Source records
________________________

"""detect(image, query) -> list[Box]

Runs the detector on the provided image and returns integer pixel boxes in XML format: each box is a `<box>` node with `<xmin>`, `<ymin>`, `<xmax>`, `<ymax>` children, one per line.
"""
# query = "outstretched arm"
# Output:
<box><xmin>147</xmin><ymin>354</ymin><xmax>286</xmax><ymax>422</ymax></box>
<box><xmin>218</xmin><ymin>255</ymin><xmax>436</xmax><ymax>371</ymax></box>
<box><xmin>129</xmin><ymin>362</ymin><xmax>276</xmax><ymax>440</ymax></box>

________________________

◆ **THE REQUEST**
Please edit the listing above so that "detector" becomes "box finder" wherever it occurs. Reproduce every other line and character unchanged.

◆ **ANSWER TO THIS TASK**
"""detect(image, query) -> list[Box]

Runs the box finder on the provided image and returns integer pixel boxes in XML format: each box is a `<box>` node with `<xmin>`, `<ymin>`, `<xmax>`, `<ymax>` children, one per line.
"""
# query = "outstretched arm"
# Output:
<box><xmin>147</xmin><ymin>354</ymin><xmax>286</xmax><ymax>422</ymax></box>
<box><xmin>218</xmin><ymin>255</ymin><xmax>436</xmax><ymax>371</ymax></box>
<box><xmin>129</xmin><ymin>362</ymin><xmax>276</xmax><ymax>440</ymax></box>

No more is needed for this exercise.